Instruções a seguir —
Transcreva, sem mudar nada, as linhas dos registros que começam na linha com "range --coords pixels" e vão até a linha com "Segment every instance of the distant", incluindo as duas.

(Itens listados em um conjunto de dados)
^^^^^^^^
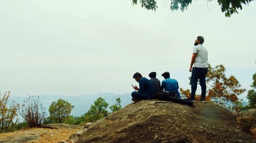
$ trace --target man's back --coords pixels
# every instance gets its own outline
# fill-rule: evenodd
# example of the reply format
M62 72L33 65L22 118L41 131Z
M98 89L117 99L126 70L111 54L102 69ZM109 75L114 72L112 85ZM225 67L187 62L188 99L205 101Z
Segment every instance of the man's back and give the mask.
M152 78L150 79L150 81L151 81L152 84L153 84L155 92L158 92L160 90L161 82L158 79L156 78Z
M178 97L180 98L180 94L178 90L179 85L176 79L167 78L163 80L161 85L161 90L163 90L164 89L165 91L175 92L177 94Z
M193 53L197 53L197 58L194 64L194 67L208 67L208 51L202 44L198 44L193 48Z
M154 87L151 81L145 77L141 78L139 81L139 92L141 93L146 93L150 96L154 95Z

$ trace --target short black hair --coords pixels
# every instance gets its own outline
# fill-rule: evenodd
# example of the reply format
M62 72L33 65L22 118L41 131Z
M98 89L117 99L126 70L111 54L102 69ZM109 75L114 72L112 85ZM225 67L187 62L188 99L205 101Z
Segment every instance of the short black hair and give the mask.
M168 72L165 72L164 73L162 74L162 76L169 78L170 77L170 73Z
M203 37L203 36L199 36L197 37L197 39L200 41L200 44L203 44L204 42L204 38Z
M157 77L157 73L155 72L152 72L148 74L150 78L156 78Z
M136 72L135 73L134 75L133 75L133 78L137 78L137 77L142 77L142 75L141 75L141 74L138 72Z

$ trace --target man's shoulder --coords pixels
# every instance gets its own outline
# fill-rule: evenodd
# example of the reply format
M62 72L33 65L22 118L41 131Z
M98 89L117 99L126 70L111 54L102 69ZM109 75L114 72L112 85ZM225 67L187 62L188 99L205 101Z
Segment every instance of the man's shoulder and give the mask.
M148 79L147 79L147 78L145 78L145 77L142 77L142 78L140 79L140 80L141 80L141 81L149 81L149 80L148 80Z

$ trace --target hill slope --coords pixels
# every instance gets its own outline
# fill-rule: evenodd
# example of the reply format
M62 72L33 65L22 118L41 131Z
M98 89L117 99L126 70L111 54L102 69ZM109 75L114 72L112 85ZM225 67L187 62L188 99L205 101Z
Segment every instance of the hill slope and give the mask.
M211 103L194 105L131 103L94 123L76 142L255 142L229 111Z

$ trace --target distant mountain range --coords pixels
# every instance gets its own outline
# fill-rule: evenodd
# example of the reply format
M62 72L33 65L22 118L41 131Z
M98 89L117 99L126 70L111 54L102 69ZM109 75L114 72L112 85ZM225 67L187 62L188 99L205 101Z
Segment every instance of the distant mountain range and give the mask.
M17 103L22 103L23 101L28 98L28 96L11 96L9 101L15 101ZM49 113L48 109L53 101L56 101L58 99L61 98L68 101L74 105L74 107L71 112L71 115L74 117L79 117L84 113L87 112L91 107L91 105L94 104L94 101L99 97L102 97L105 99L105 101L109 103L109 107L116 103L116 98L120 97L121 99L121 104L122 107L132 103L132 96L130 93L125 93L122 94L116 94L108 93L98 93L91 95L81 95L78 96L62 96L55 95L40 95L40 102L46 108L47 111L47 116L49 116ZM248 103L245 101L242 102L243 105L246 105ZM108 110L110 111L108 107ZM20 117L19 119L22 119ZM20 121L21 121L20 120Z
M22 103L28 96L11 96L9 101L15 101L17 103ZM74 117L79 117L87 112L91 107L91 105L94 104L94 101L99 97L102 97L109 103L109 105L111 106L116 103L116 99L120 97L121 99L121 105L122 107L131 103L132 101L131 100L132 96L131 94L116 94L114 93L99 93L92 95L81 95L78 96L60 96L55 95L42 95L40 96L40 102L46 108L47 111L47 115L49 113L48 109L50 105L53 101L56 101L58 99L61 98L68 101L74 105L71 115ZM108 110L110 111L109 108Z

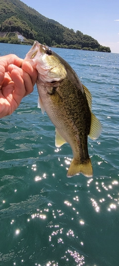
^^^^^^^^
Resposta completa —
$ trace --target distant mountain range --coords pixels
# every instance gets its own outline
# fill-rule: evenodd
# example of the reply format
M62 72L33 65L22 118L41 131Z
M98 89L117 99L126 70L111 54L102 69ZM109 75L114 72L112 85ZM225 67L187 62L188 99L205 101Z
Segment every instance of the distant mountain range and give the mask.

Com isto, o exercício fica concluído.